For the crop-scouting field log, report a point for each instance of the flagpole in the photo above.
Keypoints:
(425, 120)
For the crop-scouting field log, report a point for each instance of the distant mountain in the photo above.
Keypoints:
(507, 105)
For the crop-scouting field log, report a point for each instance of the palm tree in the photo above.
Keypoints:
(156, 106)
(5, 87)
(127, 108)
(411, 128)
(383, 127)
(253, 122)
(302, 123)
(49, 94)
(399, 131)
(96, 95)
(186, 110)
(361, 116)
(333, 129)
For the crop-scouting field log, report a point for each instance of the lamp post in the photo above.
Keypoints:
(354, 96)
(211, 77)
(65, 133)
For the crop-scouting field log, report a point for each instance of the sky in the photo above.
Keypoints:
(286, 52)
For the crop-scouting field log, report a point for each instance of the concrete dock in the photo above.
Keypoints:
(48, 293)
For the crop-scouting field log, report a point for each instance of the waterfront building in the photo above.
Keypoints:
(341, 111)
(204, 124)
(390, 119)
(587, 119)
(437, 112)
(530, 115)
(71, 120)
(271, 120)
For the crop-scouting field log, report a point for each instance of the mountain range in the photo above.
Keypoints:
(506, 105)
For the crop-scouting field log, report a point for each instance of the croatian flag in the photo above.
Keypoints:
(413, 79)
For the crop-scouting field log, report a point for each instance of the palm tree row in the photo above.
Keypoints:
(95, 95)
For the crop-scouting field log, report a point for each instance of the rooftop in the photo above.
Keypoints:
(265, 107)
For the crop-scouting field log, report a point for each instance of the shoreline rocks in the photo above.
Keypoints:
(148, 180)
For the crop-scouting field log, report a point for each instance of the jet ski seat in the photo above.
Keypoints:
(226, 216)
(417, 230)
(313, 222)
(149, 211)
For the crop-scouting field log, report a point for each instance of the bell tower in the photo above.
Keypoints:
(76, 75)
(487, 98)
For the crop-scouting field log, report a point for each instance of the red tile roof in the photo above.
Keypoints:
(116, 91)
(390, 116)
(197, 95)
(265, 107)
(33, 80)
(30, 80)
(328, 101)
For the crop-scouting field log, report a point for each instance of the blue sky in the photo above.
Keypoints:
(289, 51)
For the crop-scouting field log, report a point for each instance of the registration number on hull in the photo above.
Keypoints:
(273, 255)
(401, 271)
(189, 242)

— TASK REQUIREMENTS —
Given the data above, which lines hold the string "mountain"? Return them.

— RESULT OF THE TASK —
For the crop-scouting field log, report a point for each instance of the distant mountain in the photo above.
For the crop-scouting field log, report a point for each instance of the mountain range in the photo above.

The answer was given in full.